課題のねらい:
新理事就任の挨拶文によると、大谷吉秀先生が逝去されたのは何年何月ですか。

課題文:
新理事就任のご挨拶
埼玉医科大学形成外科 教授
市岡 滋
このたび伝統ある日本創傷治癒学会の理事に就任させて頂く光栄にあずかりました。本学会発展のため力を尽くす所存であります。
本稿を執筆するにあたり、何を書こうかと過去のニュースレターを見ていました。すると2004年の号に当時慶応大学外科の大谷吉秀先生が本学会の歴史について記載されているのを発見しました。大谷先生とは学会を通じて知り合いでしたが、2005年から埼玉医大外科の教授に就任され、職場を共にすることになり、手術室などで出くわすとよく雑談しました。ご在任中の2007年5月にWOC業界の先駆的存在である当院の上村直子看護師長が急逝され、共に同僚として葬儀に参列したのを鮮明に記憶します。バックナンバーをさらに辿ると2008年10号には国際医療福祉大学・吉田昌先生による大谷先生を悼む記事があります。大谷先生は2008年6月に逝去されました。この執筆準備によって、図らずも埼玉医大における創傷エキスパートの同志を立て続けに失った時を思い出すことになりました。

提示資料:
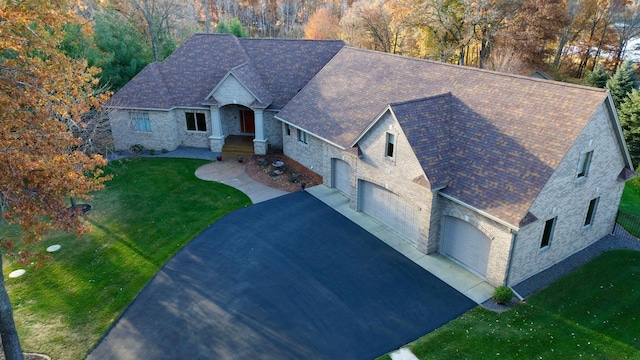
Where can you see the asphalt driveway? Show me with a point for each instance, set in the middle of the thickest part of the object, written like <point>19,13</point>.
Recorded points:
<point>288,278</point>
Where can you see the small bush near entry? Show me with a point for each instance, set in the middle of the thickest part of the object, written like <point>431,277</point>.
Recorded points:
<point>136,149</point>
<point>502,295</point>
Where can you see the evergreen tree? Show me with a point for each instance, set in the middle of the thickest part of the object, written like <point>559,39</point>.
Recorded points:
<point>629,114</point>
<point>622,82</point>
<point>598,77</point>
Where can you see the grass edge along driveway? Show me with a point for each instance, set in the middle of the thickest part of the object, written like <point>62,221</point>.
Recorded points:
<point>149,211</point>
<point>592,312</point>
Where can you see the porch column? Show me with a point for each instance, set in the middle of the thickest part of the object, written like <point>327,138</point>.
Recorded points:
<point>216,140</point>
<point>259,142</point>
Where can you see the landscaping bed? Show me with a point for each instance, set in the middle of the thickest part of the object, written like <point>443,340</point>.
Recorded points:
<point>290,176</point>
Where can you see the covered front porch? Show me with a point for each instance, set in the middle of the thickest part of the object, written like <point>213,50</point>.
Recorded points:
<point>237,129</point>
<point>236,146</point>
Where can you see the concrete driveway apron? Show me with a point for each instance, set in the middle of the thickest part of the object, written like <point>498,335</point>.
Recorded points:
<point>289,278</point>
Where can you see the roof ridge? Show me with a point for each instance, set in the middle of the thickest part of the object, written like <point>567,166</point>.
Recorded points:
<point>446,94</point>
<point>292,40</point>
<point>492,72</point>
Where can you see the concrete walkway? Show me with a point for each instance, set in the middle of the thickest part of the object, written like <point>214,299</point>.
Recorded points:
<point>232,173</point>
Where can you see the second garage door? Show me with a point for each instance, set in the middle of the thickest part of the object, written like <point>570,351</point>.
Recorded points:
<point>341,176</point>
<point>465,243</point>
<point>389,209</point>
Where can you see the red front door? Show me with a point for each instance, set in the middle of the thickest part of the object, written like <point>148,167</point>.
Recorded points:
<point>247,122</point>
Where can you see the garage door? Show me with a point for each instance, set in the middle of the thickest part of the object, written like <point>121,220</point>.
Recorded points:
<point>341,176</point>
<point>389,209</point>
<point>465,243</point>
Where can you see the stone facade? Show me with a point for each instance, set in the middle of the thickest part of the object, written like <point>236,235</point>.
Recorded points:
<point>499,234</point>
<point>164,132</point>
<point>169,128</point>
<point>567,198</point>
<point>395,174</point>
<point>514,254</point>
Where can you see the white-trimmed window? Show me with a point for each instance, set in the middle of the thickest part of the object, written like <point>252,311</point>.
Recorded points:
<point>140,121</point>
<point>591,211</point>
<point>196,121</point>
<point>585,164</point>
<point>547,234</point>
<point>390,145</point>
<point>303,136</point>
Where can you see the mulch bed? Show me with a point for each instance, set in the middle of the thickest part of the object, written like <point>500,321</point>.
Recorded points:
<point>289,177</point>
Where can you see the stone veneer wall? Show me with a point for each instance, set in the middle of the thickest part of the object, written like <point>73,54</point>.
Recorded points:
<point>568,199</point>
<point>198,139</point>
<point>396,175</point>
<point>163,135</point>
<point>272,129</point>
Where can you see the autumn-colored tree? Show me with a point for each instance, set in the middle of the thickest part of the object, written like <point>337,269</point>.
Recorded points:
<point>322,25</point>
<point>42,93</point>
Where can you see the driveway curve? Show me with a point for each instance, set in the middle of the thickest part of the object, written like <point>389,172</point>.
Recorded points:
<point>288,278</point>
<point>233,174</point>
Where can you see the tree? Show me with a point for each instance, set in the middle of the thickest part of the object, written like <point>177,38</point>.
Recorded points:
<point>629,114</point>
<point>322,25</point>
<point>124,50</point>
<point>445,29</point>
<point>158,16</point>
<point>233,26</point>
<point>598,77</point>
<point>627,25</point>
<point>536,24</point>
<point>41,91</point>
<point>622,82</point>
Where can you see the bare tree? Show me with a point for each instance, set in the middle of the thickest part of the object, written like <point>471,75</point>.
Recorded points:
<point>158,16</point>
<point>444,22</point>
<point>627,26</point>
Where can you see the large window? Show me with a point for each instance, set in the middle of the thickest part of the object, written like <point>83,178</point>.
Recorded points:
<point>196,121</point>
<point>585,163</point>
<point>390,145</point>
<point>140,121</point>
<point>591,211</point>
<point>547,234</point>
<point>303,137</point>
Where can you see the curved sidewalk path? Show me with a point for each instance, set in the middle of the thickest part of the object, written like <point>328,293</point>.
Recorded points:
<point>232,173</point>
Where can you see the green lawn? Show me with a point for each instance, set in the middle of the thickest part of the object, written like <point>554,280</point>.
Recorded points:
<point>149,211</point>
<point>591,313</point>
<point>630,201</point>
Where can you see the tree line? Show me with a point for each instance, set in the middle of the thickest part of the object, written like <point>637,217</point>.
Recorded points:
<point>564,38</point>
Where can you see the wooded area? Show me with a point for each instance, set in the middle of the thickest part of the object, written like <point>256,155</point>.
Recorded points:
<point>565,38</point>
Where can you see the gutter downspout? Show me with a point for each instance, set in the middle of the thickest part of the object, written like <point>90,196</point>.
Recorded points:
<point>514,236</point>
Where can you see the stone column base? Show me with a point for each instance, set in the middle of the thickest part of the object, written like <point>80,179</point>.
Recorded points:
<point>216,144</point>
<point>260,147</point>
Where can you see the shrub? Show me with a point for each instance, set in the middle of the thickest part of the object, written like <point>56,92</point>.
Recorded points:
<point>502,295</point>
<point>136,149</point>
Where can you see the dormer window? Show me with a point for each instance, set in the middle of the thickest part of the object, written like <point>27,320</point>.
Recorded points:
<point>390,145</point>
<point>585,163</point>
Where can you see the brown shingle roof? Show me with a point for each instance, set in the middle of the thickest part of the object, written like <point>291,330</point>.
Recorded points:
<point>273,69</point>
<point>507,133</point>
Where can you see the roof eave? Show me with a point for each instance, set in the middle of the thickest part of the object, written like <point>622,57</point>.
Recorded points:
<point>310,133</point>
<point>483,213</point>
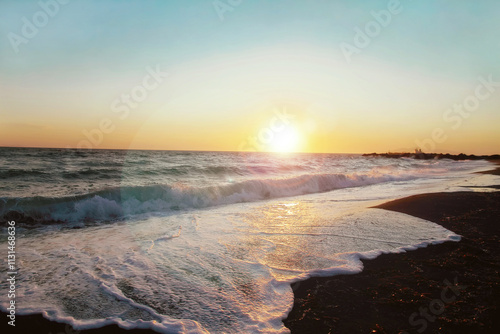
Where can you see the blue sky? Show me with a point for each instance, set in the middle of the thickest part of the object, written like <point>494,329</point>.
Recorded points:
<point>263,53</point>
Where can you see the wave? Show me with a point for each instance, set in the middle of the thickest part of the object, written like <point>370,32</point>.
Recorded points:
<point>122,202</point>
<point>15,172</point>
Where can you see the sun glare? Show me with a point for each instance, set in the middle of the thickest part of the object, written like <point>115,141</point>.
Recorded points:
<point>285,141</point>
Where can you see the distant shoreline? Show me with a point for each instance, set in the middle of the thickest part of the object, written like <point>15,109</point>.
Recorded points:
<point>431,156</point>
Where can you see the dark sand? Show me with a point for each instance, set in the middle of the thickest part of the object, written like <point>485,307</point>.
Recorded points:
<point>392,287</point>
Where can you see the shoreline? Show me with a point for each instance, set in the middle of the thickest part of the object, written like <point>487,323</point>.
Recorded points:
<point>392,287</point>
<point>413,292</point>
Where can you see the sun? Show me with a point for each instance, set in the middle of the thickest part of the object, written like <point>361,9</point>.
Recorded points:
<point>285,141</point>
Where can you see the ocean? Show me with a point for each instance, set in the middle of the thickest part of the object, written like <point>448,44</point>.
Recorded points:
<point>201,242</point>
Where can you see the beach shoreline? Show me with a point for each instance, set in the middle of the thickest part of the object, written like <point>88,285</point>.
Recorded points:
<point>412,292</point>
<point>392,287</point>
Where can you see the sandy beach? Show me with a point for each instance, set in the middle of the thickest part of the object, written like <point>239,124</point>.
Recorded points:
<point>415,292</point>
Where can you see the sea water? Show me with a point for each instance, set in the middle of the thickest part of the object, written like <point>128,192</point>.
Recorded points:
<point>201,242</point>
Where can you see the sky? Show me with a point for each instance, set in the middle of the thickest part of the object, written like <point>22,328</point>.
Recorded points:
<point>337,76</point>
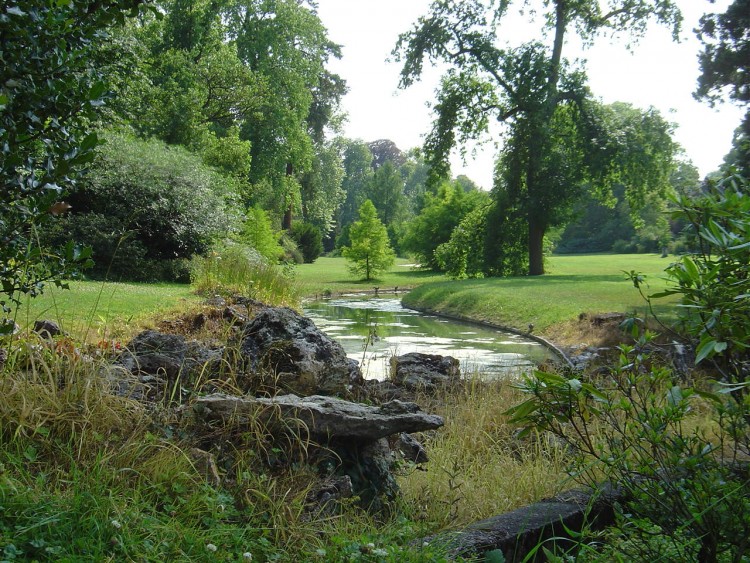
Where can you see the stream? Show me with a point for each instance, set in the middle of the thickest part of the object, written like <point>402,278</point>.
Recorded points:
<point>373,329</point>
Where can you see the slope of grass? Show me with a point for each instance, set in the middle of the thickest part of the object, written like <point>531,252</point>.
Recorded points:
<point>574,285</point>
<point>91,310</point>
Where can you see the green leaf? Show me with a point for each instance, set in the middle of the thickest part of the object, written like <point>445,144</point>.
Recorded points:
<point>705,349</point>
<point>691,268</point>
<point>674,396</point>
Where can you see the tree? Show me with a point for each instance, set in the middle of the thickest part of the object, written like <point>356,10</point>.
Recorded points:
<point>284,43</point>
<point>440,216</point>
<point>50,92</point>
<point>386,191</point>
<point>145,205</point>
<point>370,252</point>
<point>321,191</point>
<point>554,142</point>
<point>357,174</point>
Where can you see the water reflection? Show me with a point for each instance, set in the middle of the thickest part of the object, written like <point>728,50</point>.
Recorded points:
<point>371,330</point>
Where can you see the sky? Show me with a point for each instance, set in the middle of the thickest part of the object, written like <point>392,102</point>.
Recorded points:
<point>658,72</point>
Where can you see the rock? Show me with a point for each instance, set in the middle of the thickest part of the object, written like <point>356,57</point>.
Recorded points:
<point>352,434</point>
<point>324,498</point>
<point>155,353</point>
<point>424,371</point>
<point>301,358</point>
<point>327,417</point>
<point>410,449</point>
<point>47,329</point>
<point>205,464</point>
<point>160,359</point>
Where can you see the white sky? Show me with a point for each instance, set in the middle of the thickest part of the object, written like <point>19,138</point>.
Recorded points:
<point>657,73</point>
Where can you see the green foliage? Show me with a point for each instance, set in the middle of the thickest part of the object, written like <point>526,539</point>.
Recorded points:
<point>321,192</point>
<point>459,257</point>
<point>50,91</point>
<point>258,233</point>
<point>370,251</point>
<point>724,67</point>
<point>309,241</point>
<point>714,284</point>
<point>155,204</point>
<point>441,214</point>
<point>639,426</point>
<point>234,269</point>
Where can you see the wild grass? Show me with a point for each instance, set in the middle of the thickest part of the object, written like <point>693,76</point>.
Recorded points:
<point>87,475</point>
<point>478,468</point>
<point>234,270</point>
<point>331,276</point>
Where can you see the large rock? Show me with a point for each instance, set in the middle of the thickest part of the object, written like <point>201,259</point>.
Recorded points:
<point>417,371</point>
<point>158,360</point>
<point>301,358</point>
<point>327,417</point>
<point>352,434</point>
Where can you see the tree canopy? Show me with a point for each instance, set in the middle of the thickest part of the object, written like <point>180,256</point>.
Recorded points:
<point>555,141</point>
<point>370,251</point>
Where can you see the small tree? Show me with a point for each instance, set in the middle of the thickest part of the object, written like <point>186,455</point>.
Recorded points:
<point>370,251</point>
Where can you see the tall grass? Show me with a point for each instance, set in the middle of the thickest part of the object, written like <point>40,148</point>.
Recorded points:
<point>478,468</point>
<point>235,269</point>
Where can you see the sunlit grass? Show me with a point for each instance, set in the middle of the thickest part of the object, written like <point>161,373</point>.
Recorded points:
<point>97,310</point>
<point>575,284</point>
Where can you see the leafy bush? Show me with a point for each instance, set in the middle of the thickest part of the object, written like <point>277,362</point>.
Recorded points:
<point>50,94</point>
<point>309,241</point>
<point>153,203</point>
<point>258,233</point>
<point>434,225</point>
<point>644,429</point>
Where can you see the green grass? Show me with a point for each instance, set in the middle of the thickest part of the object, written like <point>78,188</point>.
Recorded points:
<point>574,285</point>
<point>331,275</point>
<point>103,309</point>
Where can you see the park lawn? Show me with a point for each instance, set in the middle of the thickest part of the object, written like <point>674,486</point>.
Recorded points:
<point>574,284</point>
<point>95,310</point>
<point>332,275</point>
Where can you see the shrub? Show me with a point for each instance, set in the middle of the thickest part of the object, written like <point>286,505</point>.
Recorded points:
<point>236,269</point>
<point>673,449</point>
<point>309,241</point>
<point>153,203</point>
<point>258,233</point>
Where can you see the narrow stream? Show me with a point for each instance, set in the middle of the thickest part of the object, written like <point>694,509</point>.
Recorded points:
<point>372,330</point>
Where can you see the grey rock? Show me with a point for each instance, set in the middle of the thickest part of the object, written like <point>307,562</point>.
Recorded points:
<point>302,359</point>
<point>410,449</point>
<point>47,328</point>
<point>424,371</point>
<point>159,359</point>
<point>328,417</point>
<point>325,497</point>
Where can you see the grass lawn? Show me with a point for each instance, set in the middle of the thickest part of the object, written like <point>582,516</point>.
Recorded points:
<point>574,285</point>
<point>93,310</point>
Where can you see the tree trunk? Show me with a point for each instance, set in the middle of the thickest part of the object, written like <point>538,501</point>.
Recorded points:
<point>286,222</point>
<point>536,248</point>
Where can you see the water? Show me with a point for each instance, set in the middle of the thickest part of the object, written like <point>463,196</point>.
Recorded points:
<point>372,330</point>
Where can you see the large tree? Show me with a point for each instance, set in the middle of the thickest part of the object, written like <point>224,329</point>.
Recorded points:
<point>725,68</point>
<point>370,251</point>
<point>50,92</point>
<point>555,141</point>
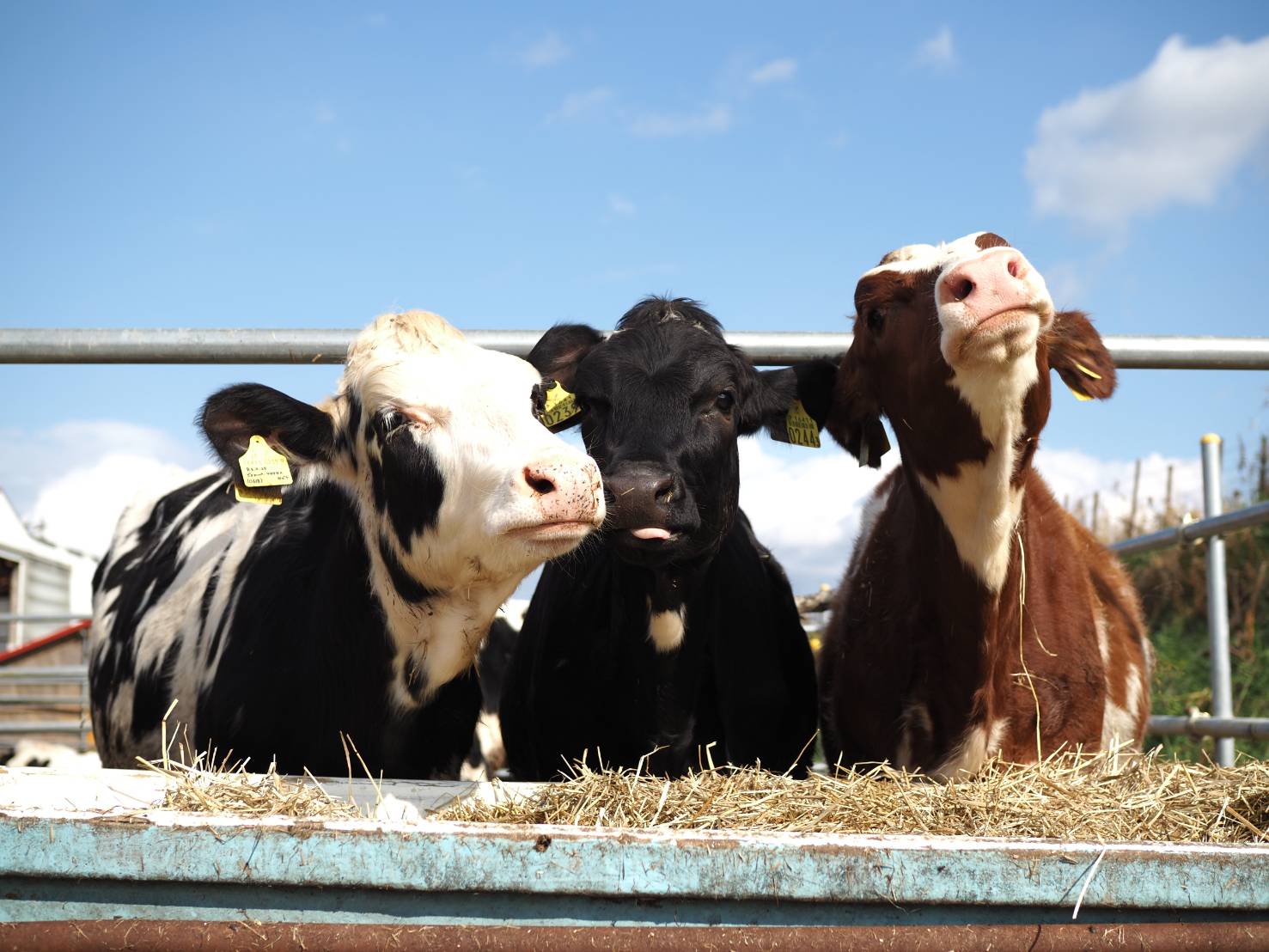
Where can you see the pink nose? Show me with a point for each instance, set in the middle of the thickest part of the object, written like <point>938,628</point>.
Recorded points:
<point>989,284</point>
<point>564,490</point>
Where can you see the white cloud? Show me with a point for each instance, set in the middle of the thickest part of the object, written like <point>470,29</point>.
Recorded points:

解答欄:
2008年6月です。